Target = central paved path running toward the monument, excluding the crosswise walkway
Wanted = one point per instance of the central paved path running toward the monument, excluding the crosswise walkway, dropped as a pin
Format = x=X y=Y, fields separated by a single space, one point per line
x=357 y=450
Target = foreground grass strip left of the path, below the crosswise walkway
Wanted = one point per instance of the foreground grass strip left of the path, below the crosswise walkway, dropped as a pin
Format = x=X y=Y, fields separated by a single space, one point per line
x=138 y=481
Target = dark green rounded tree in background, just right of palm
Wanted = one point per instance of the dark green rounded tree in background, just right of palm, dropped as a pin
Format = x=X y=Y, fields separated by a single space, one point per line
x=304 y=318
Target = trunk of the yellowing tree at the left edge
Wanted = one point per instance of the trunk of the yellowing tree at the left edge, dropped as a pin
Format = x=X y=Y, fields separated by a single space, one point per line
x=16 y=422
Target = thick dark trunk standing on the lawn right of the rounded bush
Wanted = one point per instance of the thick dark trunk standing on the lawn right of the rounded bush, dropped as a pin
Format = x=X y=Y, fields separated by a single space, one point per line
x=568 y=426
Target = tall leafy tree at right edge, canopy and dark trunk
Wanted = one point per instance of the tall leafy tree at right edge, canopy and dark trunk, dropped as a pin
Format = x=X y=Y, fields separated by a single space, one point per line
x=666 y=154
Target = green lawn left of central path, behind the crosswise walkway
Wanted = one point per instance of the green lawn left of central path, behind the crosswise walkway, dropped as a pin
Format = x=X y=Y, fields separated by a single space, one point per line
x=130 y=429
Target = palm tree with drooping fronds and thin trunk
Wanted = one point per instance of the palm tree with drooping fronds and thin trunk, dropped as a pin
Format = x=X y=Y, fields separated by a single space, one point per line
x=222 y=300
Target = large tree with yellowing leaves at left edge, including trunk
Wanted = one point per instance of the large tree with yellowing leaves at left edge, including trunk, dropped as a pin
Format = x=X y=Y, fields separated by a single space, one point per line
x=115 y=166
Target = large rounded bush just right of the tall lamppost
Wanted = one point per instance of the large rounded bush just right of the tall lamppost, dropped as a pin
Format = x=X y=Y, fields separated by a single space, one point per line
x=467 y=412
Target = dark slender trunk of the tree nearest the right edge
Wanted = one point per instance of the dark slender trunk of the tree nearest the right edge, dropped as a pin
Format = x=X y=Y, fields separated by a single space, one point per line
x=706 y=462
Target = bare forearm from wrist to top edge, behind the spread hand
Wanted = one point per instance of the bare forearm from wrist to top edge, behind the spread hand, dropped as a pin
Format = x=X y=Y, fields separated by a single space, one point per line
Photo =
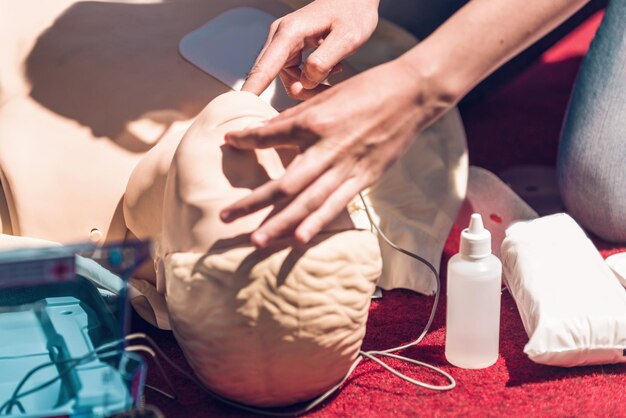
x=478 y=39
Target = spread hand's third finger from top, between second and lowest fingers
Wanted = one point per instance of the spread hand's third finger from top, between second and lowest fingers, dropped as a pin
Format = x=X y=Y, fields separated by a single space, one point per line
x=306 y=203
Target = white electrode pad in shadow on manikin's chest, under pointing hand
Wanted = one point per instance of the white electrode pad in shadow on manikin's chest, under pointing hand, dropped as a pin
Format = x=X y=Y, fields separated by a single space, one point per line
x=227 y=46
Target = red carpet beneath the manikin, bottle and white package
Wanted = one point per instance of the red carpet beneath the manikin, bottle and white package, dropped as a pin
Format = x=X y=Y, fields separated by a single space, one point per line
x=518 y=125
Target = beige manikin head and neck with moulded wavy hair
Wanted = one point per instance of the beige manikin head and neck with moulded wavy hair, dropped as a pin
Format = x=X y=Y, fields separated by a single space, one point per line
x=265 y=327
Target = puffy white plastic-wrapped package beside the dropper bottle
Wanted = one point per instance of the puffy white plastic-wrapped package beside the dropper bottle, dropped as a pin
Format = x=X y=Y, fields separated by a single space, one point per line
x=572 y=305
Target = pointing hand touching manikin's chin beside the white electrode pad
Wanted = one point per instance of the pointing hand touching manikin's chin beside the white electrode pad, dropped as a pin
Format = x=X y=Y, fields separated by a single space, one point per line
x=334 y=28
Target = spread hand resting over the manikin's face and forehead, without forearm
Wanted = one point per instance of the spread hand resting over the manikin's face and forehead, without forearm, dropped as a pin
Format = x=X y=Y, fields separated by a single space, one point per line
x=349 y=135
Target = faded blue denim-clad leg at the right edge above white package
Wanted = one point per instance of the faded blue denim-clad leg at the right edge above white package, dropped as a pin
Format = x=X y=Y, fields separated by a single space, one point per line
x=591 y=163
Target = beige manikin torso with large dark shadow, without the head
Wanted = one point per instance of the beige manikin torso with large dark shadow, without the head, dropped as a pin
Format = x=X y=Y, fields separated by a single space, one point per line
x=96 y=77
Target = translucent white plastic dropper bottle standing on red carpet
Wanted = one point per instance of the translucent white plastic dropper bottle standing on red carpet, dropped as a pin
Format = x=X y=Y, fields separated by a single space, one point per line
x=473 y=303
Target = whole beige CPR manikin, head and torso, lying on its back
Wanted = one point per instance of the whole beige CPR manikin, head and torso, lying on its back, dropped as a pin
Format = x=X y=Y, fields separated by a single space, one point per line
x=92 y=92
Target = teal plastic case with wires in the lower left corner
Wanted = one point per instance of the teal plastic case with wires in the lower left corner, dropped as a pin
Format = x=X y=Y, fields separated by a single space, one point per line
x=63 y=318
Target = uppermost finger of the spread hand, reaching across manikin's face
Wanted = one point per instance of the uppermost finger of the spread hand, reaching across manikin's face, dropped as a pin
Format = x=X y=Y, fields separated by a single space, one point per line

...

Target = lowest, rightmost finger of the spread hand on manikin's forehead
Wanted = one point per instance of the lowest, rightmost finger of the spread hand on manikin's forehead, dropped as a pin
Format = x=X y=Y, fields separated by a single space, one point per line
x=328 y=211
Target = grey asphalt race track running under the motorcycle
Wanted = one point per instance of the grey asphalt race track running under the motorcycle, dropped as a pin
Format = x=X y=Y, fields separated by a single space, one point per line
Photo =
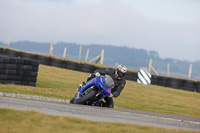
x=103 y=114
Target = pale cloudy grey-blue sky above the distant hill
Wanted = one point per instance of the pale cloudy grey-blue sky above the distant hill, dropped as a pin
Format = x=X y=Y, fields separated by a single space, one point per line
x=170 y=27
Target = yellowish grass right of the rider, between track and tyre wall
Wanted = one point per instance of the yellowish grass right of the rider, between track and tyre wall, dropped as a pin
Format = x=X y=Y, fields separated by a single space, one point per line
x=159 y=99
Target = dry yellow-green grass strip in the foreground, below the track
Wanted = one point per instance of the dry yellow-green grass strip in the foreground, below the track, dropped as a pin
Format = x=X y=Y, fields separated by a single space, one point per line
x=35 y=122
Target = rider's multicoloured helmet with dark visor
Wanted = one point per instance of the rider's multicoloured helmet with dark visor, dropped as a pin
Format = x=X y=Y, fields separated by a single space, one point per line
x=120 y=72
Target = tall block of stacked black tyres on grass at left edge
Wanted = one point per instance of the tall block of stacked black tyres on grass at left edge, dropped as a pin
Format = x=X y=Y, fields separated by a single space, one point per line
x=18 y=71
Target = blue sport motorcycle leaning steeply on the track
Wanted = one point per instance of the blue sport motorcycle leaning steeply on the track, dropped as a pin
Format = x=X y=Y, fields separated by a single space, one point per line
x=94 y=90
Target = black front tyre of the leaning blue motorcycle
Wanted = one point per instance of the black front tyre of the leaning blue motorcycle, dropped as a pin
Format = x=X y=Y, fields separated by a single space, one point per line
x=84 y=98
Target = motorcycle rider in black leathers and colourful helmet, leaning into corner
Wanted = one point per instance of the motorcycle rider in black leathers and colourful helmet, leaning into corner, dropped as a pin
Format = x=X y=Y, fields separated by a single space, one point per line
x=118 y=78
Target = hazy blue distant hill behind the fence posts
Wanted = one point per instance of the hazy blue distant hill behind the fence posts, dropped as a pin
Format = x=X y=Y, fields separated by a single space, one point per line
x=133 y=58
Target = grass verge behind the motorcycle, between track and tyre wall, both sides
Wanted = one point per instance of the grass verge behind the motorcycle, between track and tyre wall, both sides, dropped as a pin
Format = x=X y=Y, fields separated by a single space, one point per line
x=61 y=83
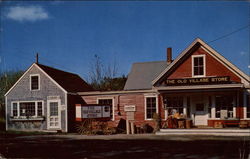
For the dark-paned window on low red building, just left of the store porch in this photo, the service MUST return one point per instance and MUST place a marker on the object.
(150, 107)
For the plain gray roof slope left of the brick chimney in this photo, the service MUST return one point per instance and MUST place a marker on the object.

**EXERCISE REQUIREMENTS:**
In the material above, locate the line containing "Target = central" and the line containing "Target = foreground". Transcribe exactly those two lines and every line between them, and nothing more.

**YOUR SOLUTION:**
Target = central paved path running toward the monument, excluding the crosswise walkway
Wanted = one point per instance of the central paved path running toward the monument, excluding the crosswise walkway, dropped as a pin
Format = x=X y=Y, fields separated by a single space, one point per line
x=357 y=450
Target = foreground grass strip left of the path, below the crosswise walkway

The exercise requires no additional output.